--- Begin Document excerpt ---

Bible Basics for Catholics by John Bergsma

Bible Basics for Catholics by John Bergsma

Author:John Bergsma [Bergsma, John]
Language: eng
Format: epub
Publisher: Ave Maria Press
Published: 2015-10-02T05:00:00+00:00


Now, as we’ve seen, this New Covenant spoken of by the prophets includes the restoration and transformation of the Davidic Covenant. The Davidic king is going to return, so let’s put him in with dotted lines:

And, as Ezekiel especially emphasizes, we are going to get a new temple as well:

There. That’s our icon for the New Covenant in the prophets. This is how far we’ve come in salvation history:

Seven

The Grand Finale:

The Eucharistic Covenant

Suggested Reading: Luke 22–24; Acts 1–2

Ezekiel, the last of the three great prophets of the Jewish tradition, finished prophesying around 570 BC. That means it was about 570 years before Jesus appeared in history. What was going on in the meantime?

The prophet Daniel was only a little younger than Ezekiel and prophesied shortly after him. Roughly thirty years after the death of Ezekiel, Daniel received a vision from God that it would take about five hundred years (“seventy weeks of years”) for all the prophecies to be fulfilled (Dn 9:24–27). And so it did.

Of course, a lot happened in that time. In 539 BC, about the time Daniel was having his vision, the Persians conquered the Babylonians and took over the Middle East. The Persians were nicer than the Babylonians and let all the captured peoples go home, including the Jews. This is what we call “the return from exile.”

--- End Document excerpt ---

- Instruction A -
Rewrite the records from the line containing "Note: mark the wooden pavilion" through the end of the records, changing every "Target" to "Object" and leaving everything else unchanged.

--- Begin The records ---

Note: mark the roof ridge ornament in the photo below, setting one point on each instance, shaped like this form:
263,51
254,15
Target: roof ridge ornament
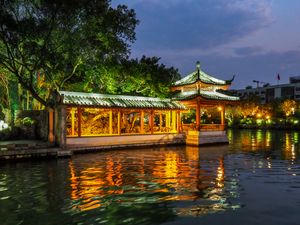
198,69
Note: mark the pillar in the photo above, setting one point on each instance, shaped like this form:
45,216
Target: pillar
198,116
110,122
79,117
223,117
178,122
119,122
51,138
160,121
168,121
72,121
152,121
60,126
174,122
142,122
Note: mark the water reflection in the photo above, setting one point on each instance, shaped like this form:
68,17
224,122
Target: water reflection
161,176
266,140
258,172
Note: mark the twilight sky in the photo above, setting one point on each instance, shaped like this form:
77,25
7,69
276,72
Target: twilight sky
254,39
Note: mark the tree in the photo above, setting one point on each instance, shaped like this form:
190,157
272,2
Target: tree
148,77
60,39
4,89
288,106
145,76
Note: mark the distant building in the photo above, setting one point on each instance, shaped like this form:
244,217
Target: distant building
268,93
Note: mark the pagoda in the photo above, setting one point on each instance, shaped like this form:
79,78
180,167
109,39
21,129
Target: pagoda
205,96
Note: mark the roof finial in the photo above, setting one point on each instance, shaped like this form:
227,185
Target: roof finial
198,69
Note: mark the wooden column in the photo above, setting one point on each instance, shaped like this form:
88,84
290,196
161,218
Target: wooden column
152,121
142,122
223,117
160,121
178,122
51,126
72,121
79,117
110,122
119,122
60,126
173,121
168,121
198,116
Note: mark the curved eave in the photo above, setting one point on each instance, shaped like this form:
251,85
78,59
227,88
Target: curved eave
207,97
227,82
78,99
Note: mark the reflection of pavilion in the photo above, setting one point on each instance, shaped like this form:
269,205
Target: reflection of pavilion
197,108
204,96
154,176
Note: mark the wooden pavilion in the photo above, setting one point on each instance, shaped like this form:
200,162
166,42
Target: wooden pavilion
205,95
91,119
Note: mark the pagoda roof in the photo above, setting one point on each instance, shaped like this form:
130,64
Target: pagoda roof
116,101
204,78
211,95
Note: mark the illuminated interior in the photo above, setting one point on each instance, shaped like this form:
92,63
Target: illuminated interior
107,122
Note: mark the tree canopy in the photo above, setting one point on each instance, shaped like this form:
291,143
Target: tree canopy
144,77
62,40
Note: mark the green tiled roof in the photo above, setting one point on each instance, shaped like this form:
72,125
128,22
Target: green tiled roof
212,95
204,77
120,101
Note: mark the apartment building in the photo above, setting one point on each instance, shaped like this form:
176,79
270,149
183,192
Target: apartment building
268,93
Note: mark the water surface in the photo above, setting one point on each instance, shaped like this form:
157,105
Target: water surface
253,180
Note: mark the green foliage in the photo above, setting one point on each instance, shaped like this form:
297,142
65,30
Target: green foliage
63,40
144,77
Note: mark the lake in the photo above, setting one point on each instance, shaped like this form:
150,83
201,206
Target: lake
253,180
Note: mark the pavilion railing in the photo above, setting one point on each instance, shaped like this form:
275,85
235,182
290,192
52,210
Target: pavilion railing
203,127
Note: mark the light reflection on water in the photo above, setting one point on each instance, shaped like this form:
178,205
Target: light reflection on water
151,176
255,176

--- End The records ---

- Instruction B -
Do these statements agree with the Bible Basics excerpt? Answer yes or no for each and quote the words that decide it. (i) Ezekiel finished prophesying around 570 BC. (ii) In 539 BC the Babylonians conquered the Persians. (iii) Daniel was older than Ezekiel.

- Written reply A -
Note: mark the wooden pavilion in the photo above, setting one point on each instance, shaped like this form:
200,162
166,42
Object: wooden pavilion
205,95
91,119
Note: mark the pagoda roof in the photo above, setting one point on each instance, shaped like this form:
130,64
Object: pagoda roof
116,101
204,78
211,95
Note: mark the illuminated interior in the photo above, setting one point on each instance, shaped like this form:
92,63
Object: illuminated interior
107,122
Note: mark the tree canopy in the photo above, setting one point on each instance, shaped like this form:
291,143
Object: tree canopy
144,77
62,40
Note: mark the green tiled roof in the photo above, setting one point on each instance, shaped like this form:
72,125
128,22
Object: green tiled roof
212,95
204,77
120,101
Note: mark the apartment building in the photo above, setting one point on each instance, shaped like this form:
176,79
270,149
183,192
Object: apartment building
268,93
Note: mark the water surface in the photo above, setting one point on each instance, shaped like this form:
157,105
Object: water surface
253,180
Note: mark the green foliage in the photo above, setting one point on each instance, shaped like this form:
297,142
65,30
Object: green foliage
63,40
144,77
Note: mark the lake in the photo above, setting one point on each instance, shaped like this form:
150,83
201,206
Object: lake
253,180
Note: mark the pavilion railing in the photo above, setting one point on each instance, shaped like this form:
275,85
235,182
290,192
52,210
Object: pavilion railing
203,127
Note: mark the light reflection on water in the photo above, setting one point on each instance, shaped like this form:
178,205
Object: light reflection on water
151,176
255,176

- Written reply B -
(i) Yes: "Ezekiel, the last of the three great prophets of the Jewish tradition, finished prophesying around 570 BC."
(ii) No: "In 539 BC, about the time Daniel was having his vision, the Persians conquered the Babylonians and took over the Middle East."
(iii) No: "The prophet Daniel was only a little younger than Ezekiel and prophesied shortly after him."